17 Ağustos 2012 Cuma

ara


"Antalya, dünya üzerinde kendine ait güneşi olan tek kenttir. Bu güneş ısıtmaz ama ıslatır. Kanser yapmaz ama kan kusturur. Irkçı bir orospu çocuğudur. Turisti bronzlaştırırken, çalışanı buharlaştırır. O kadar erken doğar ki geceyi kimse anımsamaz. Güneş Antalya'ya Isparta'dan yakındır. Kirpik terletir, dudak yapıştırır...."(Malafa)


 

Özellikle son bir haftadır beynimin ırzına geçen, döner koltukta göt çürüttüren ve buna "uzmanlık" diyen çarktan kaçıp biraz nefes almak için; vergi, analiz, süreç, envanter vb. saçma sapan sözcükleri çıktığım kapının arkasında bırakarak, o kapının anahtarını da denize atmak için artık bir tarafı hep eksik kalacak Attalosa gidiyorum...

Beyaz yakalı, hijyenik ortamlara mola, kaka çocukların arasına karışınca sakallar fora!

15 Ağustos 2012 Çarşamba

Dokuz Altı Yollarında



."...Dokuz altı yollarında bir zincir boğazımda
Sıkar sıkar gevşetemem, ağlayamam
Ayda yılda bir kaçamak
Kaçsak bile yaşama bak
Dokuz altı yollarında gülmek yasak!

Savrulmuşuz odalara 
Bahara, dağlara hasret
Şu gördüğün döner koltuk
Sanki ömür törpüleyen rulet!"

12 Ağustos 2012 Pazar

rakamzen


"Hiç pişman olmayacağımı bilerek, sorgulamadan hep peşinden gittim sevdiğimin. Augusto Pérez; gibi -tam da umudumu kesmişken- yeryüzündeki bir harikaya gönlümü verdim, onun sayesinde diğer güzelliklerin farkına vardım. Yaşama amacımı aradım, bulduğumu sandım; fakat beni yaratan çoktan kaderimi çizmiş, hasta yatağımda son sözümü o’nun adını söyleyecek şekilde beni terk etmişti. Arda; gibi her dokunduğum kadında Melis'i aradım daha sonra. dünyayı dolaştım ama yetmedi… Hep eksik olan bir şey vardı. Yeraltı’na girdim. Ne yalnız başına refahı, ne de yalnız başına acıyı yeğledim. Zverkov’la aramın açık olmasına rağmen o veda şölenine katıldım, yedim, içtim, dağıttım… Gıli gıli Salih gibi kolera sokağında zamanı okşayamadım. Ele avuca sığmadım, serserilikle delikanlılığı aynı kefeye koymadım. Savruldu raconun pelerini o zarif ökeme, zaman ki bana hasta oldu, incelikli haytaydım. tutumlu bir hüzünle açıldı hep aşk piyasası… Tek bir soru vardı aklımda hep “Madde mi ağır? Mana mı?” Mösyö Meursault oldum sonra her bir sorumun cevabı “fark etmez…”di. Raskolnikov gibi işlediğim suçların kendimce hep haklı bir sebebi vardı. Müstahak gibi geçmişe dair hiçbir iz bırakmadım zihnimde, baştan yeniden başladım. En sonunda Werther gibi genç bir aşığın bütün bunalımlarını yaşadım. Lotte’nin elleri titreyerek verdiği silahı öptüm, kokladım. Her şeye bir nokta koydum. Sulusepken yağarken tabutumu gömdürdüm. "

##########

# İstenen Görev:
Belge bölümüne göre şu ifadeler doğru mu? Her birine evet ya da hayır deyin ve kararı belirleyen sözleri olduğu gibi alıntılayın.
1. Antalya'nın güneşi ısıtmaz ama ıslatır.
2. "Dokuz Altı Yollarında" başlıklı yazı 12 Ağustos 2012 tarihlidir.
3. "rakamzen" başlıklı yazıda anlatıcı, tabutunu güneşli bir havada gömdürür.
Kayıtlar, belge bölümünden bağımsız ayrı bir malzemedir.

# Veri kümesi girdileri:
##########

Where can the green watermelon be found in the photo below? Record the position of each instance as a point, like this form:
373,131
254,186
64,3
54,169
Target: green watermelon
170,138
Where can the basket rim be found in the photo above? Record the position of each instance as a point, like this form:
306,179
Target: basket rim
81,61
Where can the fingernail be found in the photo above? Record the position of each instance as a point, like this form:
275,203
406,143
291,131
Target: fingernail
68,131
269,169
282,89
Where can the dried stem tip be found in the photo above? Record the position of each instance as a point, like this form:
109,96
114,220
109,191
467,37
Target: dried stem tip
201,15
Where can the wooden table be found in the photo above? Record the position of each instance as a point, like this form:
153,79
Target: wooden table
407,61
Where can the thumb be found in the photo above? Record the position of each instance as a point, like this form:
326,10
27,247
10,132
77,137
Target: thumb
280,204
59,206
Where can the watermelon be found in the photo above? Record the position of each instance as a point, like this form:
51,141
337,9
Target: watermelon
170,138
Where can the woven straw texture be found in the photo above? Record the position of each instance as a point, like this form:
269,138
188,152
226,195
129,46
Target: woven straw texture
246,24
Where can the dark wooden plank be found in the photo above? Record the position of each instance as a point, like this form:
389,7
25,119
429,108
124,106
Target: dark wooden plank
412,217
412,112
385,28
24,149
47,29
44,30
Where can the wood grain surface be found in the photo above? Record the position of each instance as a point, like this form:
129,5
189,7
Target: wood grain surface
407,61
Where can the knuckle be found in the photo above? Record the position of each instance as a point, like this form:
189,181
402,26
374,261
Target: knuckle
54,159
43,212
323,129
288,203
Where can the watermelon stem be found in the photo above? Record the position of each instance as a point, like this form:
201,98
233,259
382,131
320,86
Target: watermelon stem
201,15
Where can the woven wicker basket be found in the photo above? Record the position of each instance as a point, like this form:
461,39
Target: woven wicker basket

##########

# Alıştırma Yanıtı:
1. Evet: "Bu güneş ısıtmaz ama ıslatır."
2. Hayır: "15 Ağustos 2012 Çarşamba"
3. Hayır: "Sulusepken yağarken tabutumu gömdürdüm."